Region pointing data

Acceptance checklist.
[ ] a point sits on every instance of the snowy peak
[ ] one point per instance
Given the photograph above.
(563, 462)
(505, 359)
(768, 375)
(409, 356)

> _Work order_
Output the records exactly, including every line.

> _Worked solution_
Acceptance checklist.
[ ] a point sits on every instance of the snowy peak
[ ] one point per instance
Given the photograph above.
(563, 462)
(505, 359)
(768, 375)
(409, 356)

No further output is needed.